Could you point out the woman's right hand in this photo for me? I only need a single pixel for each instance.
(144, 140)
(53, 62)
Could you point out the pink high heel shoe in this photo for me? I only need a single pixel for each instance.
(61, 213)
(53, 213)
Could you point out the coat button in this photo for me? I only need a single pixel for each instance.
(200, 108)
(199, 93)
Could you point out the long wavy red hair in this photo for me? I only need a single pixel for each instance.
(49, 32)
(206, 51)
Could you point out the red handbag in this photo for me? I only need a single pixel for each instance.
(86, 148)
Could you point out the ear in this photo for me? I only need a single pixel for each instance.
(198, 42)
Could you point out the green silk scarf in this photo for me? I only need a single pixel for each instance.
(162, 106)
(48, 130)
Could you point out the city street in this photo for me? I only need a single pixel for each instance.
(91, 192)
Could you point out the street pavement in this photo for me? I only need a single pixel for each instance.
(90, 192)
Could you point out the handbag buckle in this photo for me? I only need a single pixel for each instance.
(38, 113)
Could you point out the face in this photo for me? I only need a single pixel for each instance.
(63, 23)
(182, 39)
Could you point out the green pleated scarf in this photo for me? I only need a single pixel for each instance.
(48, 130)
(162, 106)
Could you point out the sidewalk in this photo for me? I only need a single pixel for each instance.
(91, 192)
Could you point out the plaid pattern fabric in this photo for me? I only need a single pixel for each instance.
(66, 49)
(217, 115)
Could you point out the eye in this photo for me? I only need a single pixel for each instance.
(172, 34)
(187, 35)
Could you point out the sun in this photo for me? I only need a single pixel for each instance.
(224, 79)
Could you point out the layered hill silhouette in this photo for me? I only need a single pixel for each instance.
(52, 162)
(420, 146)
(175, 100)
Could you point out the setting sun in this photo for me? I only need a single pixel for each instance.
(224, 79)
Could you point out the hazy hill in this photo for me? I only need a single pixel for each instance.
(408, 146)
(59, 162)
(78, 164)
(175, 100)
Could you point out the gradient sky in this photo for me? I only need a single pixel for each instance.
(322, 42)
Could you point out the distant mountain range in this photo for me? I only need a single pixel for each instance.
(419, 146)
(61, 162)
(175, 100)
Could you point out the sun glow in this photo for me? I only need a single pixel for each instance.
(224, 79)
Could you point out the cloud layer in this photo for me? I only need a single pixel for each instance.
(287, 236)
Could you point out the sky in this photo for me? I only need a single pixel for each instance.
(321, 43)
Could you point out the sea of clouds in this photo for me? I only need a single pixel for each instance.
==========
EXERCISE PROMPT = Switch "single pixel" to "single point" throughout the rows above, and write all of them out again with nothing else changed.

RESPONSE =
Could you point out the woman's right hand in this photo for me? I only need a single point for each instance.
(144, 140)
(53, 62)
Could you point out the pink high heel shoe in this photo for me? I only need a single point for each instance.
(61, 213)
(53, 213)
Could you point out the coat button in this photo for me? I only need a single point for each instance.
(200, 108)
(199, 93)
Could you point out the long wavy red hair in this photo for me? I only need a single point for each instance.
(49, 32)
(206, 51)
Could you point out the red handbag in this photo for me? I only need a single point for each instance.
(86, 148)
Could you point out the ear in this photo for me? I only need a single point for each instance.
(198, 42)
Could you point out the green silk scarf in this photo for me? I only need a single point for each instance.
(162, 106)
(48, 130)
Could you point out the city street in this photo for me? I only need a single point for each instance.
(91, 192)
Could you point out the street pavement in this photo for me? I only need a single point for each instance.
(90, 192)
Could you point out the handbag buckle in this photo for me? I only need a single point for each instance.
(38, 113)
Could you point out the face in this photo for me? I only need a single point for each instance.
(63, 23)
(182, 39)
Could you point out the green pleated scarf in this photo for me? I only need a single point for each instance.
(48, 130)
(162, 106)
Could you point out the sidewalk in this photo for me? I only need a single point for each instance.
(91, 192)
Could you point out the plaid pattern fabric in this photo for me? I only need a single point for each instance.
(66, 49)
(217, 115)
Could you point out the eye in this photo for me? I only need a single point for each instance.
(172, 34)
(187, 35)
Could you point out the sun in this photo for me? I only need a single point for each instance.
(224, 79)
Could you point out the layered hill silhouette in this photo for me? I only need a single point for each instance.
(52, 162)
(420, 146)
(175, 100)
Could you point out the setting sun in this photo for me? I only need a single point for each instance.
(224, 79)
Could you point out the hazy hill in this photo for me? I only need a single point for each instance.
(408, 146)
(59, 162)
(78, 164)
(175, 100)
Could you point out the gradient sky in this photo for me? I only need a single point for each instance.
(322, 42)
Could you point out the distant mountain range in this photo for me? I only need a single point for each instance.
(419, 146)
(61, 162)
(175, 100)
Could you point out the sun glow in this photo for me? I only need a single point for each instance.
(224, 79)
Could you point out the cloud layer in this photo for me? I only need a single point for each instance.
(287, 236)
Could you point out the sky in this photo for me? I only need a single point for each instance.
(321, 43)
Could you point out the sea of clouds in this photo for me? I only need a single point for each instance.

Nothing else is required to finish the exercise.